EXERCISE DATA Block Start
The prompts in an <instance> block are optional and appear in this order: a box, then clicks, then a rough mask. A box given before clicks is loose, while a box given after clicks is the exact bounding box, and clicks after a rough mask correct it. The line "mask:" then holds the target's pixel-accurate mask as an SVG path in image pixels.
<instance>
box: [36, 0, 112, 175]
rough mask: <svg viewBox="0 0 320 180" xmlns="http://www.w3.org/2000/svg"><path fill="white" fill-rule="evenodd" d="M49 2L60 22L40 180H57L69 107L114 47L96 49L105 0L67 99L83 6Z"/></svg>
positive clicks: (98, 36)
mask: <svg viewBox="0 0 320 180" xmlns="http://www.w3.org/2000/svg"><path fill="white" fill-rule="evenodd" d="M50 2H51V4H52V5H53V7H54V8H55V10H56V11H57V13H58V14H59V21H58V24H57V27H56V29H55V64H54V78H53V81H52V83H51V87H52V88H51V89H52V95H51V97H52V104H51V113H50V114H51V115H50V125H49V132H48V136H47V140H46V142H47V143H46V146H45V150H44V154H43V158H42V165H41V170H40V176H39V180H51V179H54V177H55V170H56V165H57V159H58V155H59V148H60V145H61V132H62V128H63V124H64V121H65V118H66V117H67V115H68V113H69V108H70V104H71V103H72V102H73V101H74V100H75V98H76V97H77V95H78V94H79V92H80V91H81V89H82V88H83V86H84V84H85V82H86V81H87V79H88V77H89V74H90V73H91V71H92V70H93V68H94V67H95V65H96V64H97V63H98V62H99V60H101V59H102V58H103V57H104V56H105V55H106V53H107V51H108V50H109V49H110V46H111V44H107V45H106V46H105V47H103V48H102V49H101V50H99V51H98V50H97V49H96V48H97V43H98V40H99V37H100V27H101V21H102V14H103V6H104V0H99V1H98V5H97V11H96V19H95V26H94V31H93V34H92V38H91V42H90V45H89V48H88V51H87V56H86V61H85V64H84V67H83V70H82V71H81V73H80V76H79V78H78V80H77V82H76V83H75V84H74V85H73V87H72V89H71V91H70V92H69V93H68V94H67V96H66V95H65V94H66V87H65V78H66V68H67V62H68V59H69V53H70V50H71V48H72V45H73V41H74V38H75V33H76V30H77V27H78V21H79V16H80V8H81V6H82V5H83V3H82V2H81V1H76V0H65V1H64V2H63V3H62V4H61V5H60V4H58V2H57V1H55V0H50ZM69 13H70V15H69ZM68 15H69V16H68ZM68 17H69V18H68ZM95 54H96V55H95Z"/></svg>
EXERCISE DATA Block End
◆ WHAT TO PRODUCE ◆
All of the data above should be reproduced verbatim.

◆ SOLUTION FOR THIS PROBLEM ◆
The prompts in an <instance> block are optional and appear in this order: a box, then clicks, then a rough mask. A box given before clicks is loose, while a box given after clicks is the exact bounding box, and clicks after a rough mask correct it. The line "mask:" then holds the target's pixel-accurate mask as an SVG path in image pixels.
<instance>
box: [36, 0, 112, 175]
rough mask: <svg viewBox="0 0 320 180" xmlns="http://www.w3.org/2000/svg"><path fill="white" fill-rule="evenodd" d="M49 2L60 22L40 180H57L69 107L114 47L96 49L105 0L67 99L83 6Z"/></svg>
positive clicks: (98, 36)
mask: <svg viewBox="0 0 320 180" xmlns="http://www.w3.org/2000/svg"><path fill="white" fill-rule="evenodd" d="M50 2H51V4H52V5H53V7H54V8H55V10H56V11H57V13H58V14H59V21H58V24H57V27H56V29H55V64H54V78H53V81H52V83H51V87H52V88H51V89H52V95H51V97H52V104H51V113H50V114H51V115H50V125H49V132H48V136H47V140H46V142H47V143H46V146H45V150H44V154H43V158H42V165H41V170H40V176H39V180H51V179H54V177H55V170H56V165H57V159H58V155H59V148H60V145H61V132H62V128H63V124H64V121H65V118H66V117H67V115H68V113H69V108H70V104H71V103H72V102H73V101H74V100H75V98H76V97H77V95H78V94H79V92H80V91H81V89H82V88H83V86H84V84H85V82H86V81H87V79H88V77H89V74H90V73H91V71H92V70H93V68H94V67H95V65H96V64H97V63H98V62H99V60H101V59H102V58H103V57H104V56H105V55H106V53H107V51H108V50H109V49H110V46H111V44H107V45H106V46H105V47H103V48H102V49H101V50H99V51H98V50H97V49H96V48H97V43H98V40H99V37H100V27H101V21H102V14H103V6H104V0H99V1H98V5H97V11H96V19H95V26H94V31H93V34H92V38H91V42H90V45H89V48H88V51H87V56H86V61H85V64H84V67H83V70H82V71H81V73H80V76H79V78H78V80H77V82H76V83H75V84H74V85H73V87H72V89H71V91H70V92H69V93H68V94H67V96H66V95H65V94H66V87H65V78H66V68H67V62H68V59H69V53H70V50H71V48H72V45H73V41H74V38H75V33H76V30H77V27H78V21H79V16H80V8H81V6H82V5H83V3H82V2H81V1H76V0H65V1H64V2H63V3H62V4H61V5H60V4H58V2H57V1H55V0H50ZM69 13H70V15H69ZM68 15H69V16H68ZM68 17H69V18H68ZM95 54H96V55H95Z"/></svg>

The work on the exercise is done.